* **Task to carry out**
Look through the records, and wherever the string "jacket" turns up, copy out that line.

Records from a dataset
* * * * *

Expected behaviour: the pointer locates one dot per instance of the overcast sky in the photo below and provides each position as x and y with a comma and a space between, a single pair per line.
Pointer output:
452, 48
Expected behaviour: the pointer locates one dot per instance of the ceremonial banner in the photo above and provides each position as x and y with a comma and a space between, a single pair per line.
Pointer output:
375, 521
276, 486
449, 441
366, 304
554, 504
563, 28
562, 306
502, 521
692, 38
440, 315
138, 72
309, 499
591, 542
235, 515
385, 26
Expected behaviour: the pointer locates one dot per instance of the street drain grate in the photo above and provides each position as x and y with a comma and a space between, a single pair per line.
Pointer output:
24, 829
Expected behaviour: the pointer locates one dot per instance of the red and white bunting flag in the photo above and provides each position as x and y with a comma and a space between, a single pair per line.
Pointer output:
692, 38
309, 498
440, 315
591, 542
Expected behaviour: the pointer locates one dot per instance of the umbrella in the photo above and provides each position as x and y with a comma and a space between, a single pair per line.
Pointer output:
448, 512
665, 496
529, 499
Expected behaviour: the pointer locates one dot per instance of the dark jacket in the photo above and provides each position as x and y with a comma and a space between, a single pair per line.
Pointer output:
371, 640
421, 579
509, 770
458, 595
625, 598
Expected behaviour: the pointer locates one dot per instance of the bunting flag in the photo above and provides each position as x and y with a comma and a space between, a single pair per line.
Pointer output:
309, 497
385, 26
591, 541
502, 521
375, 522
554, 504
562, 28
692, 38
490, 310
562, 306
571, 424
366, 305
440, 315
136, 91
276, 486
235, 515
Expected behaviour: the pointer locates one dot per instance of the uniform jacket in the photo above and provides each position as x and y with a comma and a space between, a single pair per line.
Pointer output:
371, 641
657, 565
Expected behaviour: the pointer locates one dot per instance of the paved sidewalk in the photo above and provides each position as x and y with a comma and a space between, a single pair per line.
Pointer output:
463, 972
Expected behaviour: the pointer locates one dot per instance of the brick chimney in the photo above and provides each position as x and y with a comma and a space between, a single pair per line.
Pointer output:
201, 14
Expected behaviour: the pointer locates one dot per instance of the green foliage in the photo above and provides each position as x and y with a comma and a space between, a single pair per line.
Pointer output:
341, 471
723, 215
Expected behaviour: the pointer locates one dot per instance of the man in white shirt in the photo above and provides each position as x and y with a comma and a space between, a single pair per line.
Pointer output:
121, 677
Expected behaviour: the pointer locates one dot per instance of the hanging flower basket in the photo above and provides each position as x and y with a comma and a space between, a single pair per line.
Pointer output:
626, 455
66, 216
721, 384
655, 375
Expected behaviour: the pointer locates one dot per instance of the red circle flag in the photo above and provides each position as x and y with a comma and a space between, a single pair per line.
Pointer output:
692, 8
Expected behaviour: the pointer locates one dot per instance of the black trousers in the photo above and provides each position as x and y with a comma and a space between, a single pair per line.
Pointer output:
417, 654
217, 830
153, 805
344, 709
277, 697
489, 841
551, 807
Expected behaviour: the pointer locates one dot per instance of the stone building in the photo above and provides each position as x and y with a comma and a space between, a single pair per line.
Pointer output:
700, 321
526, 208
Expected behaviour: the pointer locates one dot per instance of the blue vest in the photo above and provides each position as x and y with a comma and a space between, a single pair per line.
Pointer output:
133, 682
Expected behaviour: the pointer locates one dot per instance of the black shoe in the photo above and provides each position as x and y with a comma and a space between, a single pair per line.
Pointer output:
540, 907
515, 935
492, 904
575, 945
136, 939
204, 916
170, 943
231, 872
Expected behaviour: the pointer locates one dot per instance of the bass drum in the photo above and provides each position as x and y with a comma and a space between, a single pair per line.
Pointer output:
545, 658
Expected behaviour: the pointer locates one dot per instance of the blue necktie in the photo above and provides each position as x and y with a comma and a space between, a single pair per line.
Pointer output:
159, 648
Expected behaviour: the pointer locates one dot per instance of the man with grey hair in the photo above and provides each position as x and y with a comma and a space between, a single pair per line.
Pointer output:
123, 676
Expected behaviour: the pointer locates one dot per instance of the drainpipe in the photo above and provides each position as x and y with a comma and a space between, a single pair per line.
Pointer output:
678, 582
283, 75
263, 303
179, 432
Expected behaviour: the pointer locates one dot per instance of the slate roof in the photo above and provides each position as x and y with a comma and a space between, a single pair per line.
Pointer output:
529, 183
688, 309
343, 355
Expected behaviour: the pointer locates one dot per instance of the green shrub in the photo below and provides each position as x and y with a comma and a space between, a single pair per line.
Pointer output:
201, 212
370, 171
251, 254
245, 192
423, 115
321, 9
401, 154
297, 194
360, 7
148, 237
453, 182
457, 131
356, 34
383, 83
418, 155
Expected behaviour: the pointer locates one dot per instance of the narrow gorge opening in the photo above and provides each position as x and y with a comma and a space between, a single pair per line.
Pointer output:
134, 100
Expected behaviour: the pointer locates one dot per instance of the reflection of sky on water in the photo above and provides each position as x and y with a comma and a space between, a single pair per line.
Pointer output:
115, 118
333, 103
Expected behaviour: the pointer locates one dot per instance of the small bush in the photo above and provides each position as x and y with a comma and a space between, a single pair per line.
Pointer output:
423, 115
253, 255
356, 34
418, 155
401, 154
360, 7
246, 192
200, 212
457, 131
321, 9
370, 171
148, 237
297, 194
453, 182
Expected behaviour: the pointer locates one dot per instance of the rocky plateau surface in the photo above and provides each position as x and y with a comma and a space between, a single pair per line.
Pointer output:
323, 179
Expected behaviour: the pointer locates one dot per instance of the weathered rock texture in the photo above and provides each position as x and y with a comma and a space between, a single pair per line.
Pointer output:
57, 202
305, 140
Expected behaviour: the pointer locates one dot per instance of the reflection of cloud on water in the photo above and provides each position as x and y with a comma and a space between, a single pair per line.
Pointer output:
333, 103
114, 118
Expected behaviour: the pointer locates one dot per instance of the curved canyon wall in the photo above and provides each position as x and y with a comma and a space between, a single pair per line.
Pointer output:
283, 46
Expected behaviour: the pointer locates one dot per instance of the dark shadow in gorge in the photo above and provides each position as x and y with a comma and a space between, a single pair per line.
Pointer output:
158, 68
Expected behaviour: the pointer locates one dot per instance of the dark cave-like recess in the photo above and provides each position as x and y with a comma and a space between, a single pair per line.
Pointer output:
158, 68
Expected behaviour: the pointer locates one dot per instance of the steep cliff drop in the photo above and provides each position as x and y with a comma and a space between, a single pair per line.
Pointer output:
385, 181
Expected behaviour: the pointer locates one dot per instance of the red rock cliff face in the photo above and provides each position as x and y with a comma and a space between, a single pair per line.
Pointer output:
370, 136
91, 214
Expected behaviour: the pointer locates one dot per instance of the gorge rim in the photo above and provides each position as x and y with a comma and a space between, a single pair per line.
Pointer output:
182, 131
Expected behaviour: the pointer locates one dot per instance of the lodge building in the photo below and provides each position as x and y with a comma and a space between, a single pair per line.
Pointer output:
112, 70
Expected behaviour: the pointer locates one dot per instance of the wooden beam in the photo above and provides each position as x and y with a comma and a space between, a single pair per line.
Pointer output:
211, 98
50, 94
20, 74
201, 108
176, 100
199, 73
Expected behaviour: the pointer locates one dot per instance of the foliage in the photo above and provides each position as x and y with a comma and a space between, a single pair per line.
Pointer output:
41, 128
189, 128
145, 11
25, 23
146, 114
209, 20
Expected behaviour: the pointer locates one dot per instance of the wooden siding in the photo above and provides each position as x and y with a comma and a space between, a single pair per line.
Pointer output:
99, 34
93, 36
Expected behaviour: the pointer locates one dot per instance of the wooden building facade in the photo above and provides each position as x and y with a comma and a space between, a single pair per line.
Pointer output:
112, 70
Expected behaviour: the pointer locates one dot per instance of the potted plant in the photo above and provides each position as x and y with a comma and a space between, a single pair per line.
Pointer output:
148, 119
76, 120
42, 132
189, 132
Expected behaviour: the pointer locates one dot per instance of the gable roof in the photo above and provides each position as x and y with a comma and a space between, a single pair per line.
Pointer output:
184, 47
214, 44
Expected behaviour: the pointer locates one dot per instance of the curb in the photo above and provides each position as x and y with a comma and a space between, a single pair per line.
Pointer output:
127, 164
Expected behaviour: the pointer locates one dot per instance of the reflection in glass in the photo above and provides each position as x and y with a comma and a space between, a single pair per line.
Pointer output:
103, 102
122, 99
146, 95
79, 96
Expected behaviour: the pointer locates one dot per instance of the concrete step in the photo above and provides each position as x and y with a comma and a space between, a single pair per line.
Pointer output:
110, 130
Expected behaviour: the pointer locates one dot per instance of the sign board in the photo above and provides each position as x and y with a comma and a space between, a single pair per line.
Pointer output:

* * * * *

* **Answer**
Expected behaviour: the pointer locates one dot per instance of the dark jacket in the photo above and provides each position as x and y with a comma and a space between, a single pair per line.
Expected behaviour: the pointer locates one dot per instance of the uniform jacket in the photo above and provides each position as x and y with a comma and a space between, a single pair per line.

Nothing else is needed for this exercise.